◆ Exercise: Reproduce every line of the data below verbatim, keeping each character, bracket and line break unchanged.

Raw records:
──────────────────────────────

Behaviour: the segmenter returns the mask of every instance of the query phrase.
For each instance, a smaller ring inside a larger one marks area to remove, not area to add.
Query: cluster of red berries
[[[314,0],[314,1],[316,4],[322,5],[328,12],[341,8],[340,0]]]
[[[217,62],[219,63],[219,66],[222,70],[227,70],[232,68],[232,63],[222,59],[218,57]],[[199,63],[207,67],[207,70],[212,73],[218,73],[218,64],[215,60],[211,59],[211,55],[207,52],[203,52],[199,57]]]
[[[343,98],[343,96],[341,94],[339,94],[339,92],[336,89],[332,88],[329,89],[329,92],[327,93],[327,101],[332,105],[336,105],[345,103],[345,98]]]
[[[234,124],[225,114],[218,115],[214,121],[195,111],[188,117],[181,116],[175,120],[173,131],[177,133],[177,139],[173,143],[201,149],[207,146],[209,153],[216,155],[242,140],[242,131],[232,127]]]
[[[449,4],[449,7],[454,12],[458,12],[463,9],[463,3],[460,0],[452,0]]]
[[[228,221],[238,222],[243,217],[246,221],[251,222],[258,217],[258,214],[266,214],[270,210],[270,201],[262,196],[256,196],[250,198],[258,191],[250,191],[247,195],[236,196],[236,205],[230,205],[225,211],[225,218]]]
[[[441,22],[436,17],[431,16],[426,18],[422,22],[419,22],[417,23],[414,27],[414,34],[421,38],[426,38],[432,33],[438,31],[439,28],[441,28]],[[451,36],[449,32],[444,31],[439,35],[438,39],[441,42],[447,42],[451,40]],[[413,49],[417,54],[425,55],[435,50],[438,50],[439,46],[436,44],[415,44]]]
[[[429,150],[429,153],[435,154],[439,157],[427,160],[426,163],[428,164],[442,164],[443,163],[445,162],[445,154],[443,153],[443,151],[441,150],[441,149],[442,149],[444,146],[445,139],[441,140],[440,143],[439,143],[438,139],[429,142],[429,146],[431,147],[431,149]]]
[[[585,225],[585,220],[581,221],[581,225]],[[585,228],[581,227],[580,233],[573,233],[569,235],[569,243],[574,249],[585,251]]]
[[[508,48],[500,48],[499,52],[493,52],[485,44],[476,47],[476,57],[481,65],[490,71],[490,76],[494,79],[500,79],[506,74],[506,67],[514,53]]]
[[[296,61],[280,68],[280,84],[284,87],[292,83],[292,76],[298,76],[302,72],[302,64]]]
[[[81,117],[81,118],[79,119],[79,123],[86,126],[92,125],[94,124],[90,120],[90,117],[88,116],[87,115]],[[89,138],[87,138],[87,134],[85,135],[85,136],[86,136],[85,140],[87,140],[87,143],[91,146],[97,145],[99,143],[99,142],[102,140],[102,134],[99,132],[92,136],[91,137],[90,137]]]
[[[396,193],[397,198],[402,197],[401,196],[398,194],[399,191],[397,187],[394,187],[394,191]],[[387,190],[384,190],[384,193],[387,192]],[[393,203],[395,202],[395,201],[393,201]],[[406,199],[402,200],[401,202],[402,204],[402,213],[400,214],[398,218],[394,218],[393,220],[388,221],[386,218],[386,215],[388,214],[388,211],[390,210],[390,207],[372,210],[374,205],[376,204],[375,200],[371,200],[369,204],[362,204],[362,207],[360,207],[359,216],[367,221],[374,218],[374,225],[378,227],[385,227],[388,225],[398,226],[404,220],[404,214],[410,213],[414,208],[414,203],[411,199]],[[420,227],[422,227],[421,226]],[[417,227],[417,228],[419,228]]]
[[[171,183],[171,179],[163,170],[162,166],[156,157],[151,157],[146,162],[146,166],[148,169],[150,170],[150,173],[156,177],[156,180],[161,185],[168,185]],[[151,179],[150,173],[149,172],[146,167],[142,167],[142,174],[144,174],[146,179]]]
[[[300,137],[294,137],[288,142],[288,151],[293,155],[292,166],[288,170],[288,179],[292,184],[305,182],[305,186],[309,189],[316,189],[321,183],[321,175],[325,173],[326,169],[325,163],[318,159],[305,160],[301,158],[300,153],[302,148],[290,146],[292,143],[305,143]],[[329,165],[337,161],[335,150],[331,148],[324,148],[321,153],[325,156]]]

──────────────────────────────

◆ Written answer:
Behaviour: the segmenter returns the mask of every instance of the query phrase.
For each instance, a smaller ring inside a larger one marks area to remove, not area to add.
Query: cluster of red berries
[[[314,0],[314,1],[316,4],[322,5],[328,12],[341,8],[340,0]]]
[[[217,62],[219,63],[219,66],[222,70],[227,70],[232,68],[232,63],[222,59],[218,57]],[[199,63],[207,67],[207,70],[212,73],[218,73],[218,64],[215,60],[211,59],[211,55],[207,52],[203,52],[199,57]]]
[[[343,98],[343,96],[341,94],[339,94],[339,92],[336,89],[332,88],[329,89],[329,92],[327,93],[327,101],[332,105],[336,105],[345,103],[345,98]]]
[[[234,124],[225,114],[218,115],[214,121],[195,111],[188,117],[181,116],[175,120],[173,131],[177,133],[177,139],[173,143],[201,149],[207,146],[209,153],[216,155],[242,140],[242,131],[232,127]]]
[[[449,4],[449,7],[454,12],[458,12],[463,9],[463,3],[460,0],[452,0]]]
[[[228,221],[238,222],[243,217],[246,221],[251,222],[258,217],[258,214],[266,214],[270,210],[270,201],[262,196],[256,196],[250,198],[258,191],[250,191],[247,195],[236,196],[236,205],[230,205],[225,211],[225,218]]]
[[[441,22],[436,17],[431,16],[426,18],[422,22],[419,22],[417,23],[414,27],[414,34],[421,38],[426,38],[432,33],[438,31],[439,28],[441,28]],[[451,36],[449,32],[444,31],[439,35],[438,39],[441,42],[447,42],[451,40]],[[413,49],[417,54],[425,55],[435,50],[438,50],[439,46],[436,44],[415,44]]]
[[[429,150],[429,153],[435,154],[439,157],[427,160],[426,163],[428,164],[442,164],[443,163],[445,162],[445,154],[443,153],[443,151],[441,150],[441,149],[442,149],[444,146],[445,139],[441,140],[440,143],[439,143],[438,139],[429,142],[429,146],[431,147],[431,149]]]
[[[585,225],[585,220],[581,221],[581,225]],[[585,228],[581,227],[580,233],[573,233],[569,235],[569,243],[574,249],[585,251]]]
[[[508,48],[500,48],[499,52],[493,52],[485,44],[476,47],[476,57],[481,65],[490,71],[490,76],[494,79],[500,79],[506,74],[506,67],[514,53]]]
[[[296,61],[280,68],[280,84],[284,87],[292,83],[292,76],[298,76],[302,72],[302,64]]]
[[[81,117],[81,118],[79,119],[79,123],[86,126],[92,125],[94,124],[90,120],[90,117],[88,116],[87,115]],[[89,138],[87,138],[87,134],[85,135],[85,136],[86,136],[85,140],[87,140],[87,143],[91,146],[97,145],[99,143],[99,142],[102,140],[102,134],[99,132],[92,136],[91,137],[90,137]]]
[[[396,193],[397,198],[402,197],[401,196],[398,194],[399,191],[397,187],[394,187],[394,191]],[[387,190],[384,190],[384,193],[387,192]],[[393,203],[395,202],[395,201],[393,201]],[[406,199],[402,200],[401,202],[402,204],[402,213],[400,214],[398,218],[394,218],[393,220],[388,221],[386,218],[386,215],[388,214],[388,211],[390,210],[390,207],[372,210],[374,205],[376,204],[375,200],[371,200],[369,204],[362,204],[362,207],[360,207],[359,216],[367,221],[374,218],[374,225],[378,227],[385,227],[388,225],[398,226],[404,220],[404,214],[410,213],[414,208],[414,203],[411,199]],[[420,227],[422,227],[421,226]],[[417,227],[417,228],[419,228]]]
[[[171,183],[171,179],[163,170],[162,166],[156,157],[151,157],[146,162],[146,166],[148,169],[150,170],[150,173],[156,177],[156,180],[161,185],[168,185]],[[151,179],[150,173],[149,172],[146,167],[142,167],[142,174],[144,174],[146,179]]]
[[[300,137],[294,137],[288,142],[288,151],[293,155],[292,166],[288,170],[288,179],[292,184],[305,182],[305,186],[309,189],[316,189],[321,183],[321,175],[325,173],[326,169],[325,163],[318,159],[305,160],[301,158],[300,153],[302,148],[290,146],[292,143],[305,143]],[[329,165],[337,161],[335,150],[331,148],[324,148],[321,153],[325,156]]]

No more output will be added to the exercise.